■ **Exercise description**
What you give back must match the records below exactly.

Data entries:
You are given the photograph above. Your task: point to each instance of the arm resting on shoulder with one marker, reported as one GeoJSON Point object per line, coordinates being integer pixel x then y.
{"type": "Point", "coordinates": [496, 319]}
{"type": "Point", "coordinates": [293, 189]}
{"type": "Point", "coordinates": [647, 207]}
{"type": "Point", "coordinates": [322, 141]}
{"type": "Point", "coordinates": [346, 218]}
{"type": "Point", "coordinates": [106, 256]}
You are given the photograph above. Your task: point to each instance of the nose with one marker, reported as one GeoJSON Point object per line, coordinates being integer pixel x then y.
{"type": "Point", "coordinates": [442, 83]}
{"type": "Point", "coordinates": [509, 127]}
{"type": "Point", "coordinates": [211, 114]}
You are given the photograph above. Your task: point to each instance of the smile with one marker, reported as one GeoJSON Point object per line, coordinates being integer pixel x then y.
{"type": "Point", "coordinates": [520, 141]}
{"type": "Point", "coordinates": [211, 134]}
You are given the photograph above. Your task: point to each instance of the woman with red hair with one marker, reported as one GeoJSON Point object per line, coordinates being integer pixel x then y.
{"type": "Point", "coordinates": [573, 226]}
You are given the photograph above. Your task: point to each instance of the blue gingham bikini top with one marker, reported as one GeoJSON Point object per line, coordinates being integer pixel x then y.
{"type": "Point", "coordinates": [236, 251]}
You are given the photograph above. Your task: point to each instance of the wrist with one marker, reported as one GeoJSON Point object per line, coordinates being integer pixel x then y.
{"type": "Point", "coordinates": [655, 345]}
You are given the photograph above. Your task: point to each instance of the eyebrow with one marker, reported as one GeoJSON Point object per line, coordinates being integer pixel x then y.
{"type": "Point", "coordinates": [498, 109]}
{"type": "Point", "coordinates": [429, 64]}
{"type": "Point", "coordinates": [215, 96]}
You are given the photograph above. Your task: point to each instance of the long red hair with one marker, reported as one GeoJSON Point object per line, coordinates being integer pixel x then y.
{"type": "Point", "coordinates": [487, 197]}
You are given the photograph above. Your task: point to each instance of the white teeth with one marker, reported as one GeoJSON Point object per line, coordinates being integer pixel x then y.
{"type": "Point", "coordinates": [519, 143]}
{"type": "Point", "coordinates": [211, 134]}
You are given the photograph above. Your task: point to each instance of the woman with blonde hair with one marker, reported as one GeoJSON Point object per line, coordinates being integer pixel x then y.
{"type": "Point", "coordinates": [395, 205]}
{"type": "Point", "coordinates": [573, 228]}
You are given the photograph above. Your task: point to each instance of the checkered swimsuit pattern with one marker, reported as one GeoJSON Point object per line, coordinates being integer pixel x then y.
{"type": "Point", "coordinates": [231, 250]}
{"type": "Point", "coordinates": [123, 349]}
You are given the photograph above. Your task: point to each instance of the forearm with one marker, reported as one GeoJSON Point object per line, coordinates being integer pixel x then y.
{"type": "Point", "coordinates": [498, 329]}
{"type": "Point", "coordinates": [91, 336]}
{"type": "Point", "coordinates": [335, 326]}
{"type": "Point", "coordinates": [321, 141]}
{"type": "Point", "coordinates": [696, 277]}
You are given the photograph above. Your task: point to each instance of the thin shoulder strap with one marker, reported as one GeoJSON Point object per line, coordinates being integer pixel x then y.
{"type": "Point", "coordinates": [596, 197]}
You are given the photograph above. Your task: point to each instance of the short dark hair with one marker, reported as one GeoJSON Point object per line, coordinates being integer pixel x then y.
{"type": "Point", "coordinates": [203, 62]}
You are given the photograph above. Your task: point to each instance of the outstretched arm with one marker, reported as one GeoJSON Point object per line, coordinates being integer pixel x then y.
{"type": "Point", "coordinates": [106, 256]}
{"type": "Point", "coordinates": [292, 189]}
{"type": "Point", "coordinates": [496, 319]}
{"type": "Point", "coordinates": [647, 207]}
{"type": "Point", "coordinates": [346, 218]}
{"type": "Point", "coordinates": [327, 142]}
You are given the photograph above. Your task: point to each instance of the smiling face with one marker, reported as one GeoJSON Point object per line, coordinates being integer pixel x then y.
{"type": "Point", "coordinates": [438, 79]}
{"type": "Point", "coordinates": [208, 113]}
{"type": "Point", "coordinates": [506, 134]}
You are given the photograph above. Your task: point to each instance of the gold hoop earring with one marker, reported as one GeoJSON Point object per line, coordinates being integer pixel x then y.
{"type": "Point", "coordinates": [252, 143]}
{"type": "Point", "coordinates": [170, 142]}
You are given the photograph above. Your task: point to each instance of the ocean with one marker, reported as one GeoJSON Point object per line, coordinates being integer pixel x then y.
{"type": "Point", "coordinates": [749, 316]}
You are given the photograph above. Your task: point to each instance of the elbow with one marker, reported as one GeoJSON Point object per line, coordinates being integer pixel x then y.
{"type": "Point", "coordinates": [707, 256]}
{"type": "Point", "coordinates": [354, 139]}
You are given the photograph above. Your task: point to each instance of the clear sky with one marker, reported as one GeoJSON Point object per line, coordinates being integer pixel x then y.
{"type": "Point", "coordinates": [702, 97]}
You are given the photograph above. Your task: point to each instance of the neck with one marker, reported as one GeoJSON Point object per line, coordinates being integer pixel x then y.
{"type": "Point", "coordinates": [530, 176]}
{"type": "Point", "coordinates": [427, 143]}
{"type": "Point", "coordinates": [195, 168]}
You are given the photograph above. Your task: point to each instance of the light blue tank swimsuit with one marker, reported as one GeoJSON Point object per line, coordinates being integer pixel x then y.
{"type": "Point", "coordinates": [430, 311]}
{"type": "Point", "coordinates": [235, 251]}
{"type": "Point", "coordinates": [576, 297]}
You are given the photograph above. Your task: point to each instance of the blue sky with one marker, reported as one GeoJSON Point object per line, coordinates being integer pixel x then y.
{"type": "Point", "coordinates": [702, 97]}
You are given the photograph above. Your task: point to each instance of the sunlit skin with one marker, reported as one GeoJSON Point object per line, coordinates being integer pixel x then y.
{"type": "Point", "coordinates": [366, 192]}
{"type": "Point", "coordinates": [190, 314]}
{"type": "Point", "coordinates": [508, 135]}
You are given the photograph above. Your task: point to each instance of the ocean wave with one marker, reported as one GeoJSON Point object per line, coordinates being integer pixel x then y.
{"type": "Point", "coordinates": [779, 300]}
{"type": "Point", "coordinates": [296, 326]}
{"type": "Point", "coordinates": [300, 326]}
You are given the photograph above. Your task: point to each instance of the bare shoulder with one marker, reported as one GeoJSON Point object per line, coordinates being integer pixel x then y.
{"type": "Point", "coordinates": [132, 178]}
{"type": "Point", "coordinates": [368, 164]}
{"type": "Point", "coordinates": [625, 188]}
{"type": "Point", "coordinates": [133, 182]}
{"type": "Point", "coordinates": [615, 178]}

■ **Exercise response**
You are given the photograph above. Your task: point to each instance of the arm resting on shoulder with one marker, reported as one GeoJSON Point object per line, coordinates being integer pixel x then y.
{"type": "Point", "coordinates": [496, 319]}
{"type": "Point", "coordinates": [293, 189]}
{"type": "Point", "coordinates": [647, 207]}
{"type": "Point", "coordinates": [322, 141]}
{"type": "Point", "coordinates": [346, 218]}
{"type": "Point", "coordinates": [106, 256]}
You are given the photograph above. Your task: point to each instance of the nose with one marker, reported as one GeoJSON Point object per line, coordinates being integer pixel x then y.
{"type": "Point", "coordinates": [442, 83]}
{"type": "Point", "coordinates": [509, 127]}
{"type": "Point", "coordinates": [211, 114]}
You are given the photograph above. Your task: point to each instance of the smile with one marker, reported as one GeoJSON Point object per line, coordinates being integer pixel x then y.
{"type": "Point", "coordinates": [520, 141]}
{"type": "Point", "coordinates": [211, 134]}
You are given the photograph above. Your task: point to each instance of the woman with red hair with one marker, reported as one GeoJSON Point object per line, coordinates being integer pixel x then y.
{"type": "Point", "coordinates": [573, 226]}
You are given the photograph above. Your task: point to each instance of the blue gingham bikini top with one marker, reported as one GeoJSON Point object per line, coordinates being integer pixel x then y.
{"type": "Point", "coordinates": [236, 251]}
You are given the photograph above. Your task: point to each instance of the wrist with one marker, reported as one GeoJSON Point object per line, coordinates being integer pixel x then y.
{"type": "Point", "coordinates": [655, 345]}
You are given the photograph above. Your task: point to each instance of the eyebrow with one marker, reported as one GeoJSON Point object per line, coordinates being integer pixel x then y.
{"type": "Point", "coordinates": [498, 109]}
{"type": "Point", "coordinates": [429, 64]}
{"type": "Point", "coordinates": [215, 96]}
You are given the photograph above. Your task: point to each instance of the long red hair with one marker, reported as one GeoJSON Point object per line, coordinates being integer pixel x then y.
{"type": "Point", "coordinates": [487, 197]}
You are given the photograph above. Your task: point to each instance of the white teeth with one marker, reported as one GeoJSON Point object per line, coordinates being integer pixel x then y.
{"type": "Point", "coordinates": [519, 143]}
{"type": "Point", "coordinates": [211, 134]}
You are given the photograph above. Your task: point to each instance of the woman with blonde hair with one marker, reported as one GeoJSON Point object per line, coordinates being integer pixel x then y.
{"type": "Point", "coordinates": [395, 205]}
{"type": "Point", "coordinates": [573, 228]}
You are given the photograph above. Your task: point to each instance of the checkered swimsuit pattern with one marker, reported as one GeoJSON Point object per line, coordinates being integer pixel x then y.
{"type": "Point", "coordinates": [231, 250]}
{"type": "Point", "coordinates": [123, 349]}
You are given the photograph above. Your task: point to each instance of the forearm with one marker, reported as one GeoJSON Point object per line, coordinates being integer pixel x then y.
{"type": "Point", "coordinates": [498, 329]}
{"type": "Point", "coordinates": [91, 336]}
{"type": "Point", "coordinates": [335, 326]}
{"type": "Point", "coordinates": [321, 141]}
{"type": "Point", "coordinates": [696, 277]}
You are given the photograph above. Your task: point to each instance of the thin shoulder strap with one marker, reported as one GeoJSON Point object per line, coordinates being integer pixel x then y.
{"type": "Point", "coordinates": [596, 197]}
You are given the photograph above. Your task: point to each instance of the short dark hair with one marker, reported as one GeoJSON Point object per line, coordinates being integer pixel x then y.
{"type": "Point", "coordinates": [203, 62]}
You are given the photograph above. Your task: point to each instance of the outstretched arm with one marker, reported as one GeoJSON Point object per line, coordinates being integer pixel x then y.
{"type": "Point", "coordinates": [106, 256]}
{"type": "Point", "coordinates": [292, 189]}
{"type": "Point", "coordinates": [496, 319]}
{"type": "Point", "coordinates": [647, 207]}
{"type": "Point", "coordinates": [346, 218]}
{"type": "Point", "coordinates": [327, 142]}
You are given the photograph above. Your task: point to each instance of the smiling face with one marker, reported as one GeoJSON Point object per line, coordinates being integer pixel x then y.
{"type": "Point", "coordinates": [438, 79]}
{"type": "Point", "coordinates": [208, 113]}
{"type": "Point", "coordinates": [506, 134]}
You are given the photograph above. Your task: point to each instance of the gold hoop earring with one marker, reported as one GeoJSON Point object per line, coordinates being integer pixel x then y.
{"type": "Point", "coordinates": [252, 143]}
{"type": "Point", "coordinates": [170, 142]}
You are given the photograph above. Your task: point to each instance of the ocean with one marker, reported as one GeoJSON Point object per line, coordinates being integer pixel x then y.
{"type": "Point", "coordinates": [749, 316]}
You are given the photograph above. Your task: point to each instance of the elbow with one marker, reported as one GeoJSON Point object per line, coordinates being integer pixel x then y.
{"type": "Point", "coordinates": [707, 256]}
{"type": "Point", "coordinates": [354, 139]}
You are given the photograph above. Your task: point to each instance of the clear sky with one marker, reported as one GeoJSON Point object per line, coordinates being integer pixel x then y.
{"type": "Point", "coordinates": [702, 97]}
You are given the photograph above. Your task: point to each instance of the neck with one marker, reported as one GeoJSON Point object per line, coordinates being integer pixel x then y.
{"type": "Point", "coordinates": [530, 176]}
{"type": "Point", "coordinates": [427, 143]}
{"type": "Point", "coordinates": [195, 168]}
You are given the photograph above. Your task: point to each instance of the light blue tank swimsuit with one marker, reported as one GeoJSON Point object per line, coordinates being integer pixel x then y.
{"type": "Point", "coordinates": [430, 311]}
{"type": "Point", "coordinates": [235, 251]}
{"type": "Point", "coordinates": [576, 297]}
You are given the photograph above. Your task: point to each instance of the blue sky with one marker, reported as one GeoJSON Point object per line, coordinates being integer pixel x then y.
{"type": "Point", "coordinates": [702, 97]}
You are given the photograph above. Your task: point to each instance of the sunlit skin with one marker, reported as one GeoJSON Point object per line, coordinates being integer pixel x then y.
{"type": "Point", "coordinates": [366, 192]}
{"type": "Point", "coordinates": [190, 314]}
{"type": "Point", "coordinates": [508, 135]}
You are given the photograph above. Your task: point to each instance of the ocean wave with one marker, reported as one GeoJSON Point object per line, coordinates being integer pixel x then y.
{"type": "Point", "coordinates": [779, 300]}
{"type": "Point", "coordinates": [296, 326]}
{"type": "Point", "coordinates": [300, 326]}
You are given the photograph above. Your task: point to each instance of the bare shoulder with one marker, reported as one GeoJSON Point object per line, coordinates being integer pixel x then y.
{"type": "Point", "coordinates": [132, 178]}
{"type": "Point", "coordinates": [368, 164]}
{"type": "Point", "coordinates": [625, 188]}
{"type": "Point", "coordinates": [133, 182]}
{"type": "Point", "coordinates": [615, 178]}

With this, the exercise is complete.